▶ **Texto de la página**:
◆ ◆ ◆ ◆ ◆ ◆ ◆
En la oscuridad de un día que todavía no había empezado del todo, yo me acerco a la mesada y lo agarro. Lo hice cientos de veces. Tengo una técnica milenaria que corre por mi sangre charrúa, aunque ni mi papá, ni mi abuela, lo amen tanto como yo.
Ponerle la yerba, agitarlo un poco y dejar la pendiente exacta para un cebado perfecto, ya no era lo más fluido de la vida. Pero hasta ahí iba más o menos bien. Tosco y lento, pero bien. El problema era la parte del agua hirviendo.
Cargaba apenitas la pava, y sentía como si tuviera tanta agua como para la olla tamaño familiar de los fideos. Y digamos que la parte de pasar el agua al termo… ya eso era considerada actividad de alto riesgo.
Pero yo tenia que volver.
Ya había cortado frutas. Las manzanas, que eran las más difíciles. Podía destapar las botellas, y servirme. Con las dos manos, y con el vaso siempre en la mesa. Ya había encontrado la técnica para hacerme el rodete.
Mirando a mi viejo, como un homosapiens que mira a un espécimen más desarollado en la línea evolutiva, volví a aprender cómo era que se agarraban los cubiertos.
– El dedo ahí… no boluda, ahí, mas abajo. Ahí, ahí.
Con la otra mano, me acomodaba el cuchillo. Veía mi propio reflejo, pelotudizado, en el filo. Cómo puede ser que no pueda hacer esto!?
De a poco, lo lograba. Cada comida, era una batalla. Nadie más que yo iba a cortar mi comida. Nadie más. QuerÍa pollo, quería carne, quería milanesas duras. Mis almuerzos y cenas, se convirtieron en otra cosa, en una práctica, en una danza ancestral.
Pero mi gran desafío, mi puerta de acceso a la libertad, se basaba en algo aún más peligroso, más preciso y ridículo: las infusiones calientes.
◆ ◆ ◆ ◆ ◆ ◆ ◆
▶ **Ejercicios**:
1. Repite sin cambios el fragmento del relato sobre el mate que va desde "Pero yo tenia" hasta "abajo. Ahí, ahí.", ambos incluidos.
2. Responde estas preguntas según el relato sobre el mate:
(a) ¿Qué fruta era la más difícil de cortar?
(b) ¿Qué paso de la preparación se consideraba actividad de alto riesgo?
(c) ¿A quién observa la voz narradora para volver a aprender cómo se agarran los cubiertos?
3. Escribe la continuación del relato sobre el mate a partir de su última oración.

▶ **Registros almacenados**:
◆ ◆ ◆ ◆ ◆ ◆ ◆
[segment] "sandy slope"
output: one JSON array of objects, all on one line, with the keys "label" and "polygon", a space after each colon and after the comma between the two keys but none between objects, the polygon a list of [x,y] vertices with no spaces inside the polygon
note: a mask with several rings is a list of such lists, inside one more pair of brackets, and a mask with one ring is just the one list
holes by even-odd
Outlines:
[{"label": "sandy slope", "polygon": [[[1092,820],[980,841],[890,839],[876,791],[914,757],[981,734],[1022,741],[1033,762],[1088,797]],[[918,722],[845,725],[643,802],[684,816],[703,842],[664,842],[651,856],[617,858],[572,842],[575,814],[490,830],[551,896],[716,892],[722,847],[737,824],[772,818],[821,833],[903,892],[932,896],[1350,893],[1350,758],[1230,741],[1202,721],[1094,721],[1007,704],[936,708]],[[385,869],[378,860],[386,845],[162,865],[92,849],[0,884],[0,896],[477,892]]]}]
◆ ◆ ◆ ◆ ◆ ◆ ◆
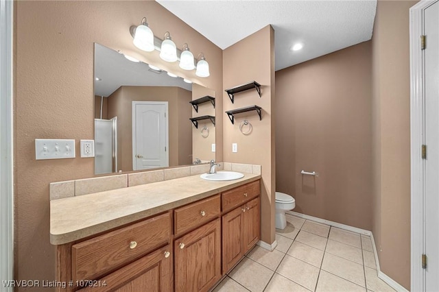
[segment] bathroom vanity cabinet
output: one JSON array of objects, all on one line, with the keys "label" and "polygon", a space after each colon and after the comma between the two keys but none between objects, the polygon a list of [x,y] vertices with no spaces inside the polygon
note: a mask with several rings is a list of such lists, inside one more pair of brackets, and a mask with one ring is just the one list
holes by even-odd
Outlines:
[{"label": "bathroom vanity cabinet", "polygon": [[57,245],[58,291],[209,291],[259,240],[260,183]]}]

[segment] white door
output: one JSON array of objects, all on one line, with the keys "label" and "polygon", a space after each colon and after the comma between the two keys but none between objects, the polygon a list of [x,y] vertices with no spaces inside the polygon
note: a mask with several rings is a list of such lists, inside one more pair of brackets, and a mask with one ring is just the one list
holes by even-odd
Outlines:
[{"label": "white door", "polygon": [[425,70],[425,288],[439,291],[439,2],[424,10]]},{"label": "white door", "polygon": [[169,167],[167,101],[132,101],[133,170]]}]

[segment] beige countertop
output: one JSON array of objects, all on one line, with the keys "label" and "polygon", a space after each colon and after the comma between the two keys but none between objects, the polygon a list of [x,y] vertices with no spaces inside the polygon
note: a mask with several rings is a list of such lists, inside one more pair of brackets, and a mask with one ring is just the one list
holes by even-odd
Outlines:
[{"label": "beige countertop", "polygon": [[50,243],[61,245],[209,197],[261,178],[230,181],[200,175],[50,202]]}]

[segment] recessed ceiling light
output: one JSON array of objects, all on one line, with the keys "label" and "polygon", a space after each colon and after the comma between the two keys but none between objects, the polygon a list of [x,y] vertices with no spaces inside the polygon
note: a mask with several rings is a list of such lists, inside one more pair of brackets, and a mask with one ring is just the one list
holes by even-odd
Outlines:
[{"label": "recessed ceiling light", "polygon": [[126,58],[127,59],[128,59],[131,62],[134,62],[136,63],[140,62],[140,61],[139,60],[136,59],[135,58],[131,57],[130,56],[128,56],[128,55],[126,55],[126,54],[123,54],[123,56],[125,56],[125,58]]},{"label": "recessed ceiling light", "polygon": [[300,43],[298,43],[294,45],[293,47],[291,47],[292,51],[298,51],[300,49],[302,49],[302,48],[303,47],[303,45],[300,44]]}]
◆ ◆ ◆ ◆ ◆ ◆ ◆
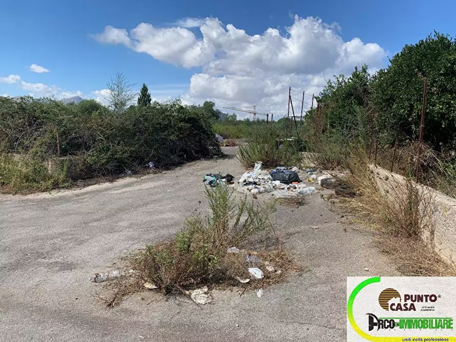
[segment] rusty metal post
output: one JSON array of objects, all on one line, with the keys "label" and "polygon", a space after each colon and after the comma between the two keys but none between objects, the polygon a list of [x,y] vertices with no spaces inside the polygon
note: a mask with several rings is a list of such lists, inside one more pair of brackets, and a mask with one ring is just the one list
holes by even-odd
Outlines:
◆ ◆ ◆ ◆ ◆ ◆ ◆
▶ **Respuestas por ejercicio**:
1.
Pero yo tenia que volver.
Ya había cortado frutas. Las manzanas, que eran las más difíciles. Podía destapar las botellas, y servirme. Con las dos manos, y con el vaso siempre en la mesa. Ya había encontrado la técnica para hacerme el rodete.
Mirando a mi viejo, como un homosapiens que mira a un espécimen más desarollado en la línea evolutiva, volví a aprender cómo era que se agarraban los cubiertos.
– El dedo ahí… no boluda, ahí, mas abajo. Ahí, ahí.

2.
(a) Las manzanas.
(b) Pasar el agua al termo.
(c) A su viejo.

3.
El mate, las tazas con té o café con leche…
Cuando logré levantarlas y superé el momento “tomar de las tazas con pajita” lo que me pasaba, era que cuando las agarraba por el asa, el dedo del medio no terminaba de agarrar bien, y me quemaba apenitas, a la altura de donde van los anillos.
Yo la agarraba y no podía comprender qué estaba haciendo mal, y cómo era que se agarraba la conchuda taza. Pero de a poco lo fui corrigiendo. Algunas veces, me vi corriendo a la mesa porque arrancaba bien, pero después el dedo se desacomodaba y lo apoyaba sobre la taza caliente.
Pero yo tenia que volver.
Veo el vapor que empieza a salir y me preparo. Me concentro. La miro con decisión. Como un duelo de cowboys. Sos mía bitch. Te voy a levantar, y me voy a cebar un mate, acá de parada en la cocina, como una campeona.
Entonces levanté la pava, y le eché el primer chorrito, despacio, haciendo esa espumita burbujosa y fantástica. La volví a apoyar, y lo saborié. El mejor mate de tu vida, Vanina.
Cuando terminé ese primer trago, ese que te abre todos los sentidos, ahí, abrí el termo, y despacito, le fui echando el agua adentro. Concentrada, cual científica trabajando con químicos poderosos.
De a una cosa por vez. Primero, el termo.
Agarrándolo con las dos manos, caminé hasta el jardín, y lo apoyé en la mesita.
Segundo, el mate.
Volví a entrar, agarré el noble porongo que dice “Uruguay” y como quien lleva una ofrenda de dioses, salí al jardín, y me senté a tomar mate, y mirar como amanecía.
Lo había logrado. Estaba lista.
Escuché ese deslizar de las rueditas que hace la puerta corrediza que da al jardín cuando se abre -jjjjjjjjjj- y era mi mamá.
-Ah, te despertaste antes que yo! Son las 6.30 de la mañana loca!! Te hiciste el mate sola? No te quemaste? Querés algo para comeeer?
– Sabes lo que significa esto no?
– Qué cosa?
– Cuando volvamos, me dejás en casa. Hoy me quedo en mi casa. Lo necesito. Me llevo algo para cenar y mañana vemos. Yo se que todavía me cuesta todo, pero necesito empezar a volver. Siento que es la única manera.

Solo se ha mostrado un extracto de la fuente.